Referring expression data
⁂
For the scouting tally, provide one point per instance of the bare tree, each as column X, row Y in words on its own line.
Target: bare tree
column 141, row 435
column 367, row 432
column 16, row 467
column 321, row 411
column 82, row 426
⁂
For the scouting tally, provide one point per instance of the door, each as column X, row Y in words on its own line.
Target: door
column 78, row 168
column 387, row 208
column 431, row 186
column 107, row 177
⁂
> _Your goal_: Return a copy of each line in the entries that contains "tally".

> _Answer box_:
For the scouting tally, provide one point per instance of the bare tree, each as column X, row Y in words on its own line.
For the scouting tally, provide one point per instance of the door, each as column X, row Y in words on its own line.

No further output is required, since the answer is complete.